**WHAT YOU NEED TO DO:** Find each line in the records below that contains the string "plate", treating uppercase and lowercase as different, and copy those lines out.

Labeled-object pointing entries:
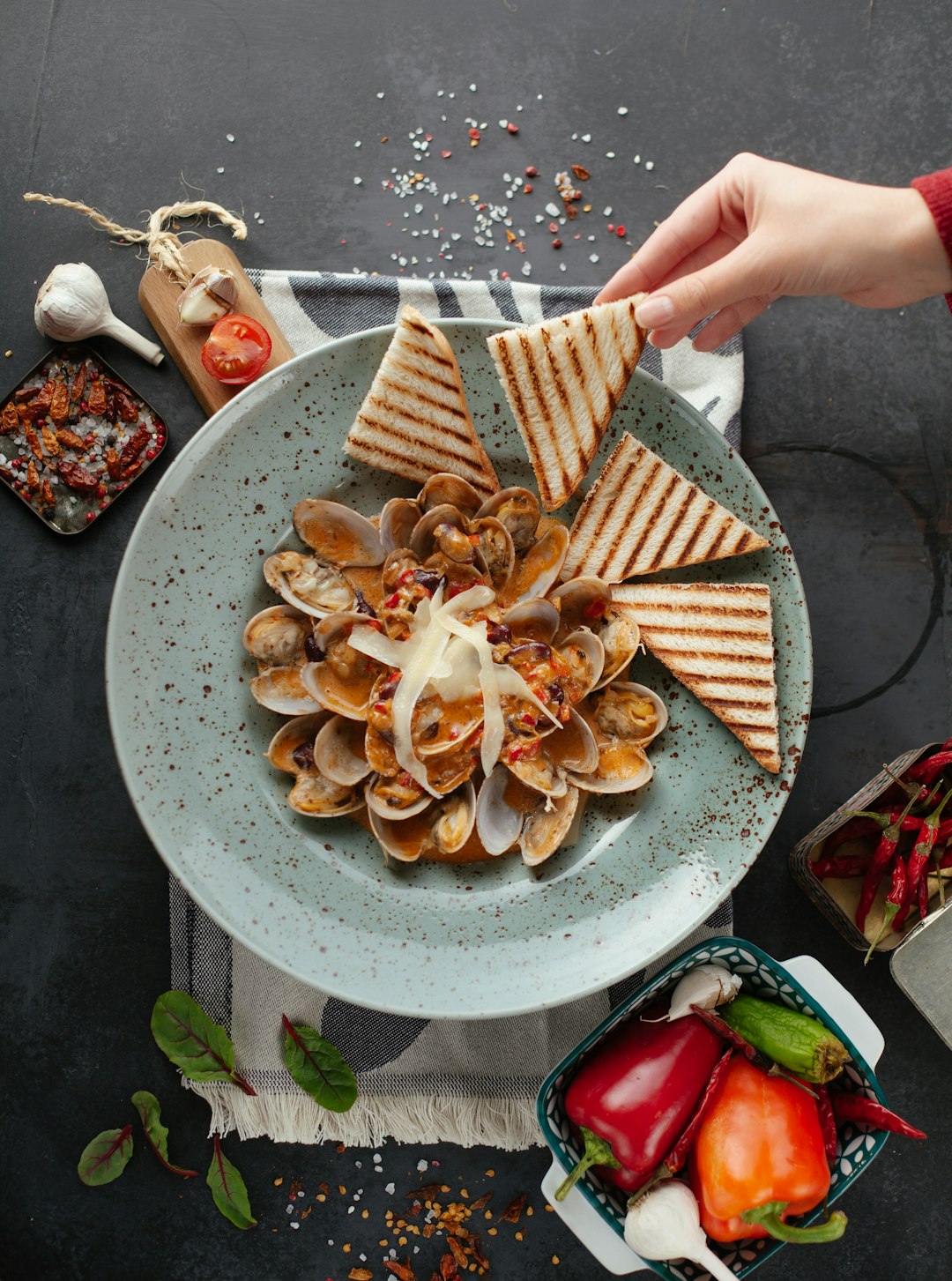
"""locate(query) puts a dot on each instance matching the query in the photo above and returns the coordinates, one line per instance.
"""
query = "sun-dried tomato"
(77, 390)
(133, 446)
(96, 398)
(78, 478)
(70, 438)
(59, 404)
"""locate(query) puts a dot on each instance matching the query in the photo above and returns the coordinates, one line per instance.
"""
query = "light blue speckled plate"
(314, 897)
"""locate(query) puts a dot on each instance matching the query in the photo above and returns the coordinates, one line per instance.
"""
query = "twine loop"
(163, 245)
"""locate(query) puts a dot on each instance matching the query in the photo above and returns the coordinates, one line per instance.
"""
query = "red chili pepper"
(919, 861)
(881, 860)
(828, 1122)
(675, 1158)
(636, 1094)
(865, 1111)
(895, 899)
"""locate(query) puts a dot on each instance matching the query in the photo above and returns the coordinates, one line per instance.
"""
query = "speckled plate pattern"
(314, 897)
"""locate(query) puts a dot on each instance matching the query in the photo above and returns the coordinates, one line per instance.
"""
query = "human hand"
(760, 229)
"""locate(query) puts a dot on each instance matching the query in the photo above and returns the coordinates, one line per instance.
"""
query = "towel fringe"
(505, 1124)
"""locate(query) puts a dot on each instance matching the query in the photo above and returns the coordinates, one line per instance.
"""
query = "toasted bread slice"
(718, 639)
(641, 515)
(414, 419)
(562, 379)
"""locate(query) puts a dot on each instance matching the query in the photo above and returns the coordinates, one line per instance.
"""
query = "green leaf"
(157, 1133)
(228, 1189)
(187, 1037)
(105, 1157)
(318, 1068)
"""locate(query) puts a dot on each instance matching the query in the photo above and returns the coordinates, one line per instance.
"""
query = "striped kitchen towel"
(420, 1080)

**SOLUTION FOR THIS TASK:**
query = "light blue speckled plate"
query = "speckled plate pattern"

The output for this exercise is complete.